◆ Text block ◆
┌──

Cassette Assault – Metal and Noise

Get your guns, get your gurls, or mens, and prepare, for a….cassette assault!  If you’re new around here, this is when we check out a series of four different cassettes in the same review.  Sometimes from the same label, maybe the same band, but this time we’re doing a set of tapes from four different labels involving four different bands, but two styles of music, generally speaking: metal and noise.  We’ve gotten a lot of tapes in recently, and its time to pull out that Magnavox and blast this plastic in stereo so we can get these bands some press!

└──

◆ Stored rows ◆
┌──

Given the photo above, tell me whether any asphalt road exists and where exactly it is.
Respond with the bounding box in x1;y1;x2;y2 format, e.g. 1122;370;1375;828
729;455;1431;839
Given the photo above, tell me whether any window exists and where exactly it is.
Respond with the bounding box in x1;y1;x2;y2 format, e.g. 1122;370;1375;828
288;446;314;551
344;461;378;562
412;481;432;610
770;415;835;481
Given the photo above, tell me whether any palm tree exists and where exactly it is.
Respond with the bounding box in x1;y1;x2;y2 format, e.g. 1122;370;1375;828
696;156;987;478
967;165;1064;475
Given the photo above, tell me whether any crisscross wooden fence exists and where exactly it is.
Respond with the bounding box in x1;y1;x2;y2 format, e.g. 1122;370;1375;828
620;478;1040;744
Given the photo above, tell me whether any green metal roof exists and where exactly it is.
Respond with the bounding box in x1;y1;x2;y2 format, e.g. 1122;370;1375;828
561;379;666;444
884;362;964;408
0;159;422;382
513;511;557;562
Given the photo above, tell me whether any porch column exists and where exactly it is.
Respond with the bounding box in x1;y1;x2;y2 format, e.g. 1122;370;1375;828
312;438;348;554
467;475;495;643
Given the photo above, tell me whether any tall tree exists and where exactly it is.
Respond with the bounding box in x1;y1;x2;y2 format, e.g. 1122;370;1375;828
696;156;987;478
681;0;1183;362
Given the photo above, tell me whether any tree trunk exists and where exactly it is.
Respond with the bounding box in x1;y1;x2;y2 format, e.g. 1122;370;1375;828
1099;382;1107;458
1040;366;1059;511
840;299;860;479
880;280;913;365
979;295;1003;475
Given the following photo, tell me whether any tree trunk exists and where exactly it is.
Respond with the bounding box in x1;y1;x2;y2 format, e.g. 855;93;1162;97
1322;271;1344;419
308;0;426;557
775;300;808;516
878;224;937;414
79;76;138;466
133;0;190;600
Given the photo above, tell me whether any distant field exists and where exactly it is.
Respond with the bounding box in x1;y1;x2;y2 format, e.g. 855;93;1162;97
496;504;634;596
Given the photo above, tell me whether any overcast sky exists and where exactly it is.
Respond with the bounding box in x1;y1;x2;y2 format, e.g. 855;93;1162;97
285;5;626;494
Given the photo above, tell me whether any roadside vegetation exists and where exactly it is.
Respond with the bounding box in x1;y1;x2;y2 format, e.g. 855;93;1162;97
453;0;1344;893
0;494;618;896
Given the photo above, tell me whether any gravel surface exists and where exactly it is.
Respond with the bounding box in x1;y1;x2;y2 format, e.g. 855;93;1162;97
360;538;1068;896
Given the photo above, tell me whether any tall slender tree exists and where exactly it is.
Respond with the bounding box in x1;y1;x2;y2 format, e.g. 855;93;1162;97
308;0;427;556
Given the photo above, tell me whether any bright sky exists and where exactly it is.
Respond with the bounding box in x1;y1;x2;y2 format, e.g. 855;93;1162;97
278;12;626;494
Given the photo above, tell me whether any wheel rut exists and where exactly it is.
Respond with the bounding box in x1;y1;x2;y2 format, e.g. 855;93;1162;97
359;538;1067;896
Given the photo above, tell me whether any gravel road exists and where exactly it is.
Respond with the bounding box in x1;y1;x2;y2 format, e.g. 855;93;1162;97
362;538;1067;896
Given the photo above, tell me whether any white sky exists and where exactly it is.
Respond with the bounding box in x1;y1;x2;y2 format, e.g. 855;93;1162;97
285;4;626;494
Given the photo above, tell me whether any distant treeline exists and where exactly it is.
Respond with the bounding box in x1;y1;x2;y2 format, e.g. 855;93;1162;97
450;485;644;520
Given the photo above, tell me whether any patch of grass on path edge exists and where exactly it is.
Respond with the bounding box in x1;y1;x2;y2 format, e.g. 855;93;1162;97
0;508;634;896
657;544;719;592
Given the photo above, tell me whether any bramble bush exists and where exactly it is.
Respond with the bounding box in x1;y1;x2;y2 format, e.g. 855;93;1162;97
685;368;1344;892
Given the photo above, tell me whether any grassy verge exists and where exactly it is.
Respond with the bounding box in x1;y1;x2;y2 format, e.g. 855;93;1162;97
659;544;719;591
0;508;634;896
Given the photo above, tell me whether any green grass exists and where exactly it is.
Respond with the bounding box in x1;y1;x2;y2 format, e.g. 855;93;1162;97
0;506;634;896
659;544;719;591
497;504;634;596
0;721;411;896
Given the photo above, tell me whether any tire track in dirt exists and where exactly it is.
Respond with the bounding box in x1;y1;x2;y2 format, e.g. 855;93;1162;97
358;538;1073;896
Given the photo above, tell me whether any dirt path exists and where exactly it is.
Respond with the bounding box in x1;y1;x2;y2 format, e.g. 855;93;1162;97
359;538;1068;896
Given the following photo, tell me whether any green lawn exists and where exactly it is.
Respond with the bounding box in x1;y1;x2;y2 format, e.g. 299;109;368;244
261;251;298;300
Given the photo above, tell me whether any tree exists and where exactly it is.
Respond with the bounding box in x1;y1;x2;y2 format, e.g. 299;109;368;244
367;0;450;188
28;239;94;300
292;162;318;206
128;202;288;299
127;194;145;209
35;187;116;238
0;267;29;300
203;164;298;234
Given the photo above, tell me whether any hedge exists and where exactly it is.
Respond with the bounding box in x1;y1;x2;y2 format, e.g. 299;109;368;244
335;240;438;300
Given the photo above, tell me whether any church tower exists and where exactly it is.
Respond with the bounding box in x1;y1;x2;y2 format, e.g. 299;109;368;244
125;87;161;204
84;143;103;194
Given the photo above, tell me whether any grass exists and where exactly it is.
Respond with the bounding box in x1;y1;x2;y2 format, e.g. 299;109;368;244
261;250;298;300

└──

◆ Stated exercise 1 ◆
Replace "Magnavox" with "boombox" in the stretch of the cassette review from "Get your guns, get" through "bands some press!".
◆ Stated exercise 2 ◆
List every line of the records that contains the word "green", copying each line in full.
The cassette review and the records come from unrelated sources.

◆ Complete response 1 ◆
Get your guns, get your gurls, or mens, and prepare, for a….cassette assault!  If you’re new around here, this is when we check out a series of four different cassettes in the same review.  Sometimes from the same label, maybe the same band, but this time we’re doing a set of tapes from four different labels involving four different bands, but two styles of music, generally speaking: metal and noise.  We’ve gotten a lot of tapes in recently, and its time to pull out that boombox and blast this plastic in stereo so we can get these bands some press!

◆ Complete response 2 ◆
Given the photo above, tell me whether any green metal roof exists and where exactly it is.
Given the photo above, tell me whether any green grass exists and where exactly it is.
Given the following photo, tell me whether any green lawn exists and where exactly it is.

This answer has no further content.